### The request:
Please rewrite each item below, putting "image coordinates" wherever "pixel coordinates" occurs and leaving everything else unchanged.

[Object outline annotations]
━━━━

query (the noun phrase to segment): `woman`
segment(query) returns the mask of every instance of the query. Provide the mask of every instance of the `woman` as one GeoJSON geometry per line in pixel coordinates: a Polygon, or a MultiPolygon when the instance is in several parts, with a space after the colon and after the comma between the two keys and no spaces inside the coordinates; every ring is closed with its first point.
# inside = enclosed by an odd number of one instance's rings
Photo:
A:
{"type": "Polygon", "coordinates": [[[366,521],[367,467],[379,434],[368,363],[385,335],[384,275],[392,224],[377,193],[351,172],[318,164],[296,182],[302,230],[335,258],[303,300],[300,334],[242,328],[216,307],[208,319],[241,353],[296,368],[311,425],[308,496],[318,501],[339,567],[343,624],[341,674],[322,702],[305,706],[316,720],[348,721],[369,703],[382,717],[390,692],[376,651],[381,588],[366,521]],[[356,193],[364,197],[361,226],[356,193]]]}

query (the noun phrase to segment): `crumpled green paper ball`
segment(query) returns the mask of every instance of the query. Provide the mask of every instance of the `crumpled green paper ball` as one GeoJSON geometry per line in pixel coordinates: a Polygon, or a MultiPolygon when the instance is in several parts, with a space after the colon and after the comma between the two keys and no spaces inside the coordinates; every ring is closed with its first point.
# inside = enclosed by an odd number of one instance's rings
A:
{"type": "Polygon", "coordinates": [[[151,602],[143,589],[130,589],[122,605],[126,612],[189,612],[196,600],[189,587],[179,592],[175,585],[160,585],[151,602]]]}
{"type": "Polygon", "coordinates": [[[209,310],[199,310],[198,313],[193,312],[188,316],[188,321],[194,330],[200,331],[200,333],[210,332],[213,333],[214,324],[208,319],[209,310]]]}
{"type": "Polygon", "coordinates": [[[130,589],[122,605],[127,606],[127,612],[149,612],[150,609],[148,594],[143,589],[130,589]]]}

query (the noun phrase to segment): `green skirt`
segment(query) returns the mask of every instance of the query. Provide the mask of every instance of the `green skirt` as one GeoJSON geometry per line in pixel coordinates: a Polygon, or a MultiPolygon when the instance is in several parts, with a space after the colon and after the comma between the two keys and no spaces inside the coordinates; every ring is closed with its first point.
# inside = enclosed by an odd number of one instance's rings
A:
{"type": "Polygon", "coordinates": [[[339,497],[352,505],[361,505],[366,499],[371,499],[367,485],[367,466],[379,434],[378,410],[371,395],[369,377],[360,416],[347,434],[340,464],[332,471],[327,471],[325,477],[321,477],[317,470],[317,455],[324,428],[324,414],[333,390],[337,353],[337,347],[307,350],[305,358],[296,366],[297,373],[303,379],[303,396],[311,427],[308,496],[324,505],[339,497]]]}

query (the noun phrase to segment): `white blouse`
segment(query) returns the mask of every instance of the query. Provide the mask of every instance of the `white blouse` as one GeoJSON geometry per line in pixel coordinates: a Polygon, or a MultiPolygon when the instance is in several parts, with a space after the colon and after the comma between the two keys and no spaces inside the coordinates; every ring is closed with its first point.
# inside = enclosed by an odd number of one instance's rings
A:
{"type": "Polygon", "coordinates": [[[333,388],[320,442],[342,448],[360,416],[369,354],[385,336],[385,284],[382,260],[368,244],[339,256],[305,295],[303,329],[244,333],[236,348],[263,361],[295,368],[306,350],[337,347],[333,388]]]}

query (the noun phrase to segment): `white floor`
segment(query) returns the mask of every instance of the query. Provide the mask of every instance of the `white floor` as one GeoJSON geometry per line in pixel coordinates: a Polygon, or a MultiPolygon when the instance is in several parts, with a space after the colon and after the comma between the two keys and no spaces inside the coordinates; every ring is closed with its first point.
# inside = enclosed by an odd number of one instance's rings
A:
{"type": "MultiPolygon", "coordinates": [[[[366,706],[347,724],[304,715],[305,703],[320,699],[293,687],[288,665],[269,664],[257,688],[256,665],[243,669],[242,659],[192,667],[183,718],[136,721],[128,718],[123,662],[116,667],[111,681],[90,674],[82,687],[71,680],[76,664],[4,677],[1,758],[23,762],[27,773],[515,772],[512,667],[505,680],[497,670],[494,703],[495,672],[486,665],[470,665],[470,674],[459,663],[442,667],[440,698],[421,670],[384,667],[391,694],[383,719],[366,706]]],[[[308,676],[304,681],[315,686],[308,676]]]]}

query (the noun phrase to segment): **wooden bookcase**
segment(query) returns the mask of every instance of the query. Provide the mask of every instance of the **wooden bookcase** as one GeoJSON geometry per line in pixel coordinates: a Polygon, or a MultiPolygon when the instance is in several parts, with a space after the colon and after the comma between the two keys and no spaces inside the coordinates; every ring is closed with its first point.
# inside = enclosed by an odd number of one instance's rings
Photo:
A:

━━━━

### Finished exercise:
query (the noun phrase to segment): `woman`
segment(query) returns the mask of every instance of the query. Provide the mask of every instance of the `woman` as one GeoJSON geometry per line in image coordinates: a Polygon, or a MultiPolygon when the instance is in several parts, with a space after the colon and after the comma between the two keys and no spaces inside the coordinates; every ring is closed with its first point.
# inside = enclosed by an odd number of one instance's rings
Photo:
A:
{"type": "Polygon", "coordinates": [[[366,521],[367,467],[379,434],[368,363],[385,335],[384,275],[392,224],[377,193],[351,172],[318,164],[296,182],[302,230],[335,258],[303,300],[300,334],[242,328],[216,307],[208,319],[241,353],[296,368],[311,425],[308,496],[318,501],[339,567],[343,624],[341,674],[322,702],[305,706],[316,720],[348,721],[369,703],[382,717],[390,692],[376,651],[381,588],[366,521]],[[356,193],[364,197],[361,226],[356,193]]]}

query (the noun phrase to segment): `crumpled green paper ball`
segment(query) returns the mask of every instance of the query. Provide the mask of every instance of the `crumpled green paper ball` as one GeoJSON geometry per line in image coordinates: a Polygon, or a MultiPolygon when the instance is in several parts, with a space after the colon and after the comma between the two keys and no spaces inside the coordinates; every ring is closed with its first point.
# inside = enclosed by an odd number of one instance's rings
A:
{"type": "Polygon", "coordinates": [[[151,602],[143,589],[130,589],[122,605],[126,612],[189,612],[196,600],[189,587],[179,592],[175,585],[160,585],[151,602]]]}
{"type": "Polygon", "coordinates": [[[209,310],[199,310],[198,313],[193,312],[188,316],[188,321],[194,330],[200,331],[200,333],[210,332],[213,333],[214,324],[208,319],[209,310]]]}
{"type": "Polygon", "coordinates": [[[130,589],[122,605],[127,606],[127,612],[149,612],[150,609],[148,594],[143,589],[130,589]]]}

query (the noun phrase to segment): `green skirt`
segment(query) returns the mask of every instance of the query. Provide the mask of every instance of the `green skirt` as one GeoJSON geometry per line in image coordinates: a Polygon, or a MultiPolygon when the instance is in several parts, with a space after the colon and after the comma between the two keys and no spaces inside the coordinates; every ring is closed with its first point.
# inside = enclosed by an odd number of one instance's rings
A:
{"type": "Polygon", "coordinates": [[[339,497],[352,505],[361,505],[366,499],[371,499],[367,485],[367,466],[379,434],[378,410],[371,395],[369,377],[360,416],[347,434],[340,464],[332,471],[327,471],[325,477],[321,477],[317,470],[317,455],[324,428],[324,414],[333,390],[337,353],[337,347],[307,350],[305,358],[296,366],[297,373],[303,379],[303,396],[311,427],[308,496],[324,505],[339,497]]]}

query (the noun phrase to segment): `white blouse`
segment(query) returns the mask of every instance of the query. Provide the mask of every instance of the `white blouse` as one GeoJSON geometry per line in image coordinates: a Polygon, or a MultiPolygon when the instance is in several parts, with a space after the colon and after the comma between the two keys and no spaces inside the coordinates; every ring is closed with its first point.
# inside = enclosed by an odd number of one instance's rings
A:
{"type": "Polygon", "coordinates": [[[333,388],[320,442],[342,448],[360,416],[369,354],[385,336],[385,284],[382,260],[368,244],[339,256],[305,295],[303,329],[244,333],[236,348],[263,361],[295,368],[306,350],[337,347],[333,388]]]}

query (the noun phrase to segment): `white floor`
segment(query) returns the mask of every instance of the query. Provide the mask of every instance of the `white floor` as one GeoJSON geometry per line in image coordinates: a Polygon, or a MultiPolygon when the instance is in several parts, with a space after the colon and after the comma between the two keys and no spaces inside the coordinates; every ring is closed with its first point.
# inside = enclosed by an odd number of one instance's rings
A:
{"type": "MultiPolygon", "coordinates": [[[[366,706],[347,724],[304,715],[305,703],[320,699],[293,687],[288,665],[269,664],[257,688],[256,665],[243,669],[242,659],[192,667],[183,718],[136,721],[128,718],[123,662],[116,667],[111,681],[90,674],[82,687],[71,680],[76,664],[4,677],[1,758],[23,762],[27,773],[515,772],[512,667],[505,680],[497,670],[494,703],[495,672],[486,665],[470,665],[470,674],[459,663],[442,667],[440,698],[421,670],[384,667],[391,694],[383,719],[366,706]]],[[[308,676],[304,681],[315,686],[308,676]]]]}

query (the noun phrase to segment): **wooden bookcase**
segment(query) returns the mask of every instance of the query. Provide the mask of every instance of the **wooden bookcase** as one GeoJSON geometry per line in image coordinates: a Polygon, or a MultiPolygon when the instance is in several parts, with a space after the colon and after the comma between the two keys and no spaces inside the coordinates; every ring is closed with its first point.
# inside = enclosed by an odd number of one instance's rings
Photo:
A:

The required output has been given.